▸ **ФРАГМЕНТ ТЕКСТА**
# # # #
Д.А. Но как же так получается, что Бахтин, так глубоко проникший в проблему диалогизма, не слышит эти особые голоса, особые формы, особые культурные жанры диалога? Почему ему приходится как бы насиловать античный или иной культурный материал, выискивая в нем «зародыш» того, что близко ему? Откуда эта ограниченность?
В.Б. Я думаю, что тут по меньшей мере две причины. Во-первых, потому, что, как я уже говорил, для него диалог (это строго концептуально) ограничивается той частью спектра, которая не выходит на лирику и на философско-логическую речь. То есть именно на те сферы, где очевиднее всего открывается сам источник диалогизма. Логика для него – по классическому, традиционному представлению – одна. Игра сознаний возможна, но логика – одна, она всегда моно-логика. Его диалог уже концептуально не может выйти на диалог логик, на диалог разумов. Бахтинский диалог действительно ограничен, поскольку он не доводит его до идеи философского возвращения к началу мысли, до поэтического рождения мысли из сознания…
А.А. … Его диалог не изначален, не сосредоточен в начале слова, мысли, бытия…
В.Б. …Он не изначален. Поэтому увидеть коренное своеобразие античного диалога, услышать его Бахтин и не может. Потому что это просто другой логике подчиненный диалог. Для Бахтина же, в крайнем случае, это иное сознание, заранее входящее в режим романного слова. Одно сознание у Раскольникова, другое – у Свидригайлова, третье – у …Сократа или Парменида. У Сократа или Парменида как участников романного, новоевропейского диалога. Это – первое, что не дает Бахтину отнестись к античному мышлению, к античному бытию как к совершенно иному бытию и мышлению, где нет и не может быть романного слова в смысле Бахтина.
# # # #
▸ **НАБОР ЗАПИСЕЙ**

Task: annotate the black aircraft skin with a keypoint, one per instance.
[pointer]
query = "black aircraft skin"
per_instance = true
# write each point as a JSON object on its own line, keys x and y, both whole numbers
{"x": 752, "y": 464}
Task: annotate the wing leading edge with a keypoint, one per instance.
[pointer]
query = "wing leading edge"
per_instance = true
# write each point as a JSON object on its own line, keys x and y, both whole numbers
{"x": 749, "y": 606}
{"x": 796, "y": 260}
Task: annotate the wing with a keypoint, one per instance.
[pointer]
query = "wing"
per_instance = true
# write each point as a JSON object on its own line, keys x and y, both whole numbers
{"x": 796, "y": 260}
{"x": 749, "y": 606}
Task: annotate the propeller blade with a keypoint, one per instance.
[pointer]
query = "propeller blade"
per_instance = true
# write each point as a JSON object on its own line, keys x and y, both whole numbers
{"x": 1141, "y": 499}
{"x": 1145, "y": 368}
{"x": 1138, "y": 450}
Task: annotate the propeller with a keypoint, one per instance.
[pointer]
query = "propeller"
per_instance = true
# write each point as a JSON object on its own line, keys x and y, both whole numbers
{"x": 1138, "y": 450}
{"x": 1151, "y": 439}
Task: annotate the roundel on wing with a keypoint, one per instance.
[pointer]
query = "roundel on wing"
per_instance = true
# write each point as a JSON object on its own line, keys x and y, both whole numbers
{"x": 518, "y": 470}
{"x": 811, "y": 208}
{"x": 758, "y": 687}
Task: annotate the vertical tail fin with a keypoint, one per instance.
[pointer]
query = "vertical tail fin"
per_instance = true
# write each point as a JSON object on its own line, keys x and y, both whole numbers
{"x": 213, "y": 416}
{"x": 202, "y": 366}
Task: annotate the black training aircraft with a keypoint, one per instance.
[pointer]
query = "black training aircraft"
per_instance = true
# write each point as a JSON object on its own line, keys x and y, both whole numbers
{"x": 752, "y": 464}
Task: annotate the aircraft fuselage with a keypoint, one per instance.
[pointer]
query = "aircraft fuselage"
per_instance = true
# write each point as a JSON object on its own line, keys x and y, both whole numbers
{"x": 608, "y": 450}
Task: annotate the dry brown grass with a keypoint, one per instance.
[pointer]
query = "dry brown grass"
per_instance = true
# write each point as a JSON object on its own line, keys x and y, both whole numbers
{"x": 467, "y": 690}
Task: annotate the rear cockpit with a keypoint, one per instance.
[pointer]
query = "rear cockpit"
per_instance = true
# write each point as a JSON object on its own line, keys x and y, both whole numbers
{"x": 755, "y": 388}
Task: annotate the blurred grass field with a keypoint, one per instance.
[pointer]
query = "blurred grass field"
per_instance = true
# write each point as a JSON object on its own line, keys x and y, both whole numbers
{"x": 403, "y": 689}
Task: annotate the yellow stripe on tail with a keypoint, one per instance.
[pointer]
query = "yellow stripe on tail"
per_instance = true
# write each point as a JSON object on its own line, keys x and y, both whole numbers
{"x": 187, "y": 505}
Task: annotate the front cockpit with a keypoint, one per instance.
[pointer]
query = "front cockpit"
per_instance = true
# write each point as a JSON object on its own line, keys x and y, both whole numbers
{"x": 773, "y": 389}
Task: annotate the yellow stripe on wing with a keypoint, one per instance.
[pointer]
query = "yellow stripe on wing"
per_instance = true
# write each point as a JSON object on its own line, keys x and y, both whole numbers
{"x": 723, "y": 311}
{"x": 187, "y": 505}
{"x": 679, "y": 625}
# # # #
▸ **УСЛОВИЕ ЗАДАЧИ 1**
Согласуются ли с беседой о Бахтине эти утверждения: (a) по словам В.Б., логика для Бахтина одна; (b) А.А. говорит, что диалог Бахтина изначален; (c) В.Б. называет Сократа и Парменида участниками романного, новоевропейского диалога? На каждое ответьте «да» или «нет» и приведите решающие слова беседы точной цитатой.
▸ **УСЛОВИЕ ЗАДАЧИ 2**
Назовите все имена, которые В.Б. в последней реплике беседы о Бахтине связывает с разными сознаниями.
▸ **УСЛОВИЕ ЗАДАЧИ 3**
Выведите отрывок из беседы о Бахтине, начиная со слов «Д.А. Но как» и продолжая до слов «Откуда эта ограниченность?» включительно.

▸ **ПОЛНЫЙ ОТВЕТ 1**
(a) Да: «Логика для него – по классическому, традиционному представлению – одна.»
(b) Нет: «Его диалог не изначален, не сосредоточен в начале слова, мысли, бытия…»
(c) Да: «У Сократа или Парменида как участников романного, новоевропейского диалога.»

▸ **ПОЛНЫЙ ОТВЕТ 2**
Раскольников, Свидригайлов, Сократ, Парменид.

▸ **ПОЛНЫЙ ОТВЕТ 3**
Д.А. Но как же так получается, что Бахтин, так глубоко проникший в проблему диалогизма, не слышит эти особые голоса, особые формы, особые культурные жанры диалога? Почему ему приходится как бы насиловать античный или иной культурный материал, выискивая в нем «зародыш» того, что близко ему? Откуда эта ограниченность?